**GOAL:** Take the line that contains "Target: utv rear wheel" and every line after it in the material below, and quote them exactly.

(Entries from a point annotation set)
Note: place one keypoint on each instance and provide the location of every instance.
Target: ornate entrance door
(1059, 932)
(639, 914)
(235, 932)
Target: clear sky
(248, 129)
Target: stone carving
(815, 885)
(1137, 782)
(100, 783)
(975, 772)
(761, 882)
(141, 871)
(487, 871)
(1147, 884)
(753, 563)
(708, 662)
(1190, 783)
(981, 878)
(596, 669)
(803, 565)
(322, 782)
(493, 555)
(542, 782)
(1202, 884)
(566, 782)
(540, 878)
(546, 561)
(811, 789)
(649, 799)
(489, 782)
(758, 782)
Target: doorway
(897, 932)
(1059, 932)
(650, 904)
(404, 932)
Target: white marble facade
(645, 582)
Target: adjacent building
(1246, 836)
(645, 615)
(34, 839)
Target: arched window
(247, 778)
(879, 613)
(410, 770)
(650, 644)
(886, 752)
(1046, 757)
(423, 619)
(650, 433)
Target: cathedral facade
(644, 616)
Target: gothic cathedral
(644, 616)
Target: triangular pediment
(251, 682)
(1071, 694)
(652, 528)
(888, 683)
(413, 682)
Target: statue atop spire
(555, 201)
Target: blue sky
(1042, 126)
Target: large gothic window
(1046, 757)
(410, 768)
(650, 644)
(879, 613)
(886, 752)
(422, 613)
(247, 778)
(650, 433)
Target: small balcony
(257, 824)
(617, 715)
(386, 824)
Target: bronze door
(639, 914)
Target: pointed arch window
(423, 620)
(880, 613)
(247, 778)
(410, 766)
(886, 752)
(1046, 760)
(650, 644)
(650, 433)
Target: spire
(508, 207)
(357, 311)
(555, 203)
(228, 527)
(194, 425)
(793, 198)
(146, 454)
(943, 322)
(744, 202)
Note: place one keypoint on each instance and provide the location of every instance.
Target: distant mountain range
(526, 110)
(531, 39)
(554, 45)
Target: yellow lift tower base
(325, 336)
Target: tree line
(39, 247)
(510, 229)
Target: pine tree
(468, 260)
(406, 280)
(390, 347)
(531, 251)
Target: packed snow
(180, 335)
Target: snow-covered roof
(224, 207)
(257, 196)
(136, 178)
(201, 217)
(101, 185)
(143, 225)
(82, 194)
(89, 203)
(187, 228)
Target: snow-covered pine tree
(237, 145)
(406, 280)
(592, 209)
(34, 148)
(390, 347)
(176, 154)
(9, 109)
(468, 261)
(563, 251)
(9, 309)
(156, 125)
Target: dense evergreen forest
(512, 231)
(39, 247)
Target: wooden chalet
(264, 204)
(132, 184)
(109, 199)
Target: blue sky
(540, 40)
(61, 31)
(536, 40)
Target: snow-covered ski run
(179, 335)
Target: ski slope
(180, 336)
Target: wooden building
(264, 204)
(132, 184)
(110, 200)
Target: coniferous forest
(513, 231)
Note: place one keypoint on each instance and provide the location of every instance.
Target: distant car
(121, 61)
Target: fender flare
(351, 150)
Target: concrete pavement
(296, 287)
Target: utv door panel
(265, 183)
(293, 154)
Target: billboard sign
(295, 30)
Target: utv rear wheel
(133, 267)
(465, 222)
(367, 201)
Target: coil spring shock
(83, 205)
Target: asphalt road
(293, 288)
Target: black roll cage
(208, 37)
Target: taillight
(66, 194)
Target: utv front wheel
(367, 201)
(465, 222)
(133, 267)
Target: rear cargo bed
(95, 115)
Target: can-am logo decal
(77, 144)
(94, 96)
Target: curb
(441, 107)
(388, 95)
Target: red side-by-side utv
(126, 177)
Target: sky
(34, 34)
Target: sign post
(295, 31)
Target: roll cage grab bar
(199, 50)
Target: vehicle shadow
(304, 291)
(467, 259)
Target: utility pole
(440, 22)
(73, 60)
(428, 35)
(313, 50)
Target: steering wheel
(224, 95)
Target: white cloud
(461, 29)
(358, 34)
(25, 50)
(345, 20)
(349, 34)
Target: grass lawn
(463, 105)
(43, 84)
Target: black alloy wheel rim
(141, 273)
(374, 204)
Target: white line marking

**RESULT FOR THIS TASK:**
Target: utv rear wheel
(133, 267)
(465, 222)
(367, 201)
Target: coil spring shock
(83, 205)
Target: asphalt road
(293, 288)
Target: black roll cage
(208, 37)
Target: taillight
(66, 194)
Target: utv front wheel
(367, 201)
(465, 222)
(133, 267)
Target: rear cargo bed
(95, 115)
Target: can-am logo decal
(77, 144)
(94, 96)
Target: curb
(441, 107)
(388, 95)
Target: red side-by-side utv
(126, 177)
Target: sky
(34, 34)
Target: sign post
(295, 31)
Target: roll cage grab bar
(199, 50)
Target: vehicle shadow
(304, 291)
(467, 259)
Target: utility pole
(440, 22)
(73, 60)
(428, 35)
(313, 50)
Target: steering wheel
(224, 95)
Target: white cloud
(461, 29)
(358, 34)
(25, 50)
(345, 20)
(349, 34)
Target: grass lawn
(463, 105)
(43, 84)
Target: black alloy wheel rim
(141, 273)
(374, 204)
Target: white line marking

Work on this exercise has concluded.